_Textauszug:_
Am 1. Januar 2019 trat ein Gesetz über die Umwandlung des Erbnießbrauchrechts an einer Immobilie in Eigentumsrecht in Kraft. Das Gesetz betrifft bebaute Grundstücke, die für Wohnzwecke genutzt werden. Die früheren ewigen Erbnießbraucher der Grundstücke wurden damit ihre Eigentümer. Im Gegenzug müssen sie 20 Jahre lang eine jährliche Umtauschgebühr zahlen, deren Höhe dem bisher zur Nutzung fälligen Satz entspricht.  Auf Wunsch kann auch eine Einmalzahlung erfolgen.

Unterliegen die Umtauschgebühren der Umsatzsteuer?

 Die Gemeinden sind der Ansicht, dass eine solche Gebühr nicht der Umsatzsteuer unterliegt, weil die Umwandlung des Erbnießbrauchrechts in Eigentumsrecht keine Lieferung von Waren gegen Entgelt darstellt. Die Übertragung des Rechts, wie ein Eigentümer über die Immobilie zu verfügen, ist mit der Begründung des Erbnießbrauchrechts bereits erfolgt und nicht wiederholbar. Nach Auffassung der Steuerbehörden kann man die Umwandlung eines Erbnießbrauchrechts in Eigentumsrecht zwar nicht als wiederholte Warenlieferung derselben Ware betrachten, die Gebühren sollten jedoch um den Wert der Umsatzsteuer erhöht werden.

Zweifel des Wojewodschaftlichen  Verwaltungsgerichts in Breslau

 Das Wojewodschaftliche  Verwaltungsgericht  fragte den Europäischen Gerichtshof, ob die Umwandlung eines Erbnießbrauchrechts in Eigentumsrecht eine Lieferung von Gegenständen im Sinne der Richtlinie 2006/112 des Rates vom 28. November 2006 über das gemeinsame Mehrwertsteuersystem darstellt. Es wurde ebenfalls die Frage gestellt, ob die Gemeinde als Steuerpflichtige oder als Einrichtung des öffentlichen Rechts im Sinne dieser Richtlinie auftritt.

_Aufgabenziel:_ Schreiben Sie den Text über die Umwandlung des Erbnießbrauchrechts in Eigentumsrecht im Anschluss an seinen letzten Satz weiter.

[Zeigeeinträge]
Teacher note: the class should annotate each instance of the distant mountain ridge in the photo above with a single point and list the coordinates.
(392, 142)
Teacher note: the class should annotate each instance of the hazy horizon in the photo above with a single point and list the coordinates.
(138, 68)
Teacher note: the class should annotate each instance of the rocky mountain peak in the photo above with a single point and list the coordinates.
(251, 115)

_Schriftliche Antwort:_
Schlussanträge der Generalanwältin Juliane Kokott vom 3. September 2020

Erbnießbrauchrecht

Die Generalanwältin ist der Meinung, dass die Umwandlung des Erbnießbrauchrechts in Eigentumsrecht als Fortsetzung einer Warenlieferung nach Art. 14 Abs. 1 der Mehrwertsteuerrichtlinie betrachtet werden soll. Mit der Übertragung des Erbnießbrauchrechts erlangten die jetzigen Eigentümer bereits die wirtschaftliche Verfügungsmacht, deshalb unterlagen die jährlichen Entgelte der Umsatzsteuer.  Die Änderung des Eigentumsrechts bei der Umwandlung des Erbnießbrauchrechts hat keinen Einfluss auf die Zahlungen. Der bisherige Erbnießbraucher zahlt weiterhin ein Entgelt für die Erlangung der Verfügungsmacht an dem Grundstück. Nur der Liefergegenstand wurde geändert, die Gebühren beziehen sich aber weiterhin auf die Lieferung des Grundstücks. Das gezahlte Entgelt entspricht seiner Höhe nach dem, was für das Erbnießbrauchrecht im Jahr zu zahlen wäre. Nach Juliane Kokott folgen die Verpflichtung zur Zahlung und die Höhe des Entgelts aus der ursprünglichen Übertragung des Erbnießbrauchrechts und sind somit wirtschaftlich als Entgelt für diese Lieferung zu betrachten.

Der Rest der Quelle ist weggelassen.